== PAGE EXTRACT

Bacterial fluoride resistance, Fluc channels, and the weak acid accumulation effect

Chunhui Ji 1,2, Randy B Stockbridge 1,2, Christopher Miller 1,2,
PMCID: PMC4144673  PMID: 25156118

Fluc channels protect bacteria from accumulating F in acidic environments.

Abstract

Fluoride ion (F) is a ubiquitous environmental threat to microorganisms, which have evolved a family of highly selective “Fluc” F channels that export this inhibitory anion from their cytoplasm. It is unclear, however, how a thermodynamically passive mechanism like an ion channel can protect against high concentrations of external F. We monitored external F concentrations in Escherichia coli suspensions and showed that, in bacteria lacking Fluc, F accumulates when the external medium is acidified, as a predicted function of the transmembrane pH gradient. This weak acid accumulation effect, which results from the high pKa (3.4) and membrane permeability of HF, is abolished by Fluc channels. We also found that, although bacterial growth is inhibited by high concentrations of F, bacteria can withstand cytoplasmic F at levels a hundred times higher than those that inhibit proliferation, resuming growth when the F challenge is removed.

====

Update the passage of the fluoride resistance text that opens with the words containing "Bacterial fluoride resistance, Fluc" and closes with "in acidic environments.", substituting "fluoride channels" for every instance of "Fluc channels". The entries come from a source separate from the text above.

== RECORD SET

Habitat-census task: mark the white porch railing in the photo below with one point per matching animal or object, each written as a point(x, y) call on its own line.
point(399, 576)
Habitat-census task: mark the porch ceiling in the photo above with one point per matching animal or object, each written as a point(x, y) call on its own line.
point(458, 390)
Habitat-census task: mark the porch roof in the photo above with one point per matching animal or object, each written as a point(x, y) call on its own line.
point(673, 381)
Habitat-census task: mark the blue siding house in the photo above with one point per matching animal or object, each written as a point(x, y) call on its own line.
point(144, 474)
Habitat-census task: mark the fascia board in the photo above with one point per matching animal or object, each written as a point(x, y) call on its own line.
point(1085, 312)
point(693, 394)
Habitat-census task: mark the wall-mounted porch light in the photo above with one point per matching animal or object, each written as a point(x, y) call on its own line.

====

→ SOLUTION TO THIS EXERCISE
Bacterial fluoride resistance, fluoride channels, and the weak acid accumulation effect

Chunhui Ji 1,2, Randy B Stockbridge 1,2, Christopher Miller 1,2,
PMCID: PMC4144673  PMID: 25156118

fluoride channels protect bacteria from accumulating F in acidic environments.